### YOUR GOAL:
Render the rows below as a numbered list, skipping any blank lines and leaving out the pictures.

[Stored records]
====

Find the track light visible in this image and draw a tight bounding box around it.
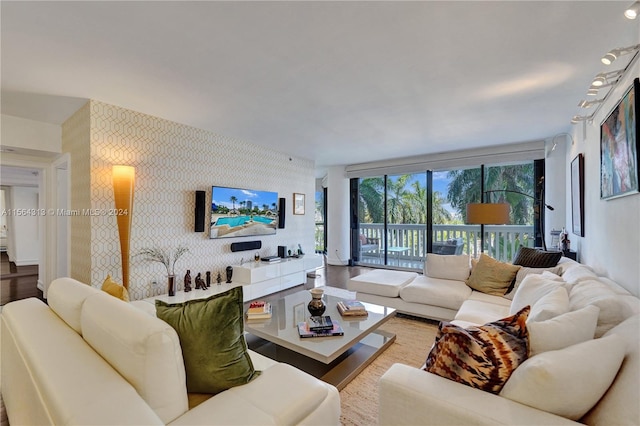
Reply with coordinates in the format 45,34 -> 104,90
624,1 -> 640,19
578,99 -> 604,108
601,44 -> 640,65
591,70 -> 624,87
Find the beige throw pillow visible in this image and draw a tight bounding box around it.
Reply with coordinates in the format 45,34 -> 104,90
500,334 -> 625,420
465,253 -> 520,296
424,253 -> 470,281
102,275 -> 129,302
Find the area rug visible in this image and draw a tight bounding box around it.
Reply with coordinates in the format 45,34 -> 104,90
340,316 -> 438,426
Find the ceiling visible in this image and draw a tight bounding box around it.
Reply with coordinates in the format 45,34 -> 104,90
0,0 -> 640,176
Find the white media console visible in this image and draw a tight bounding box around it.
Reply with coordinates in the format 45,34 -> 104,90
144,254 -> 323,304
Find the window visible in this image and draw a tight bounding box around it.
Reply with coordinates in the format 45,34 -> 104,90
352,160 -> 544,270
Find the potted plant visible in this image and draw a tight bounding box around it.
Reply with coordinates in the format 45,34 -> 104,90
136,246 -> 189,296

====

### TASK SOLUTION:
1. Find the track light visible in this image and draw a tight bounding box around it.
2. Reply with coordinates in the format 45,34 -> 104,90
3. 624,1 -> 640,19
4. 578,99 -> 604,108
5. 601,44 -> 640,65
6. 591,70 -> 624,87
7. Find the beige throw pillow visible in this image and draw a tight bounding box around it.
8. Reply with coordinates in the format 45,34 -> 104,90
9. 500,334 -> 625,420
10. 465,253 -> 520,296
11. 424,253 -> 470,281
12. 102,275 -> 129,302
13. Find the area rug visible in this image and draw a tight bounding box around it.
14. Reply with coordinates in the format 45,34 -> 104,90
15. 340,316 -> 438,426
16. Find the ceiling visible in this image and draw a tight bounding box around it.
17. Reply with coordinates in the format 45,34 -> 104,90
18. 0,0 -> 640,176
19. Find the white media console visible in this image and draw a tight bounding box around it.
20. Reply with coordinates in the format 45,34 -> 104,90
21. 144,254 -> 323,304
22. Find the window visible in this image and draw a tight bounding box around it.
23. Reply with coordinates in the format 45,34 -> 104,90
24. 352,160 -> 544,270
25. Find the potted plant visible in this image and draw a tight bounding box around it.
26. Reply with coordinates in the format 45,34 -> 104,90
27. 136,246 -> 189,296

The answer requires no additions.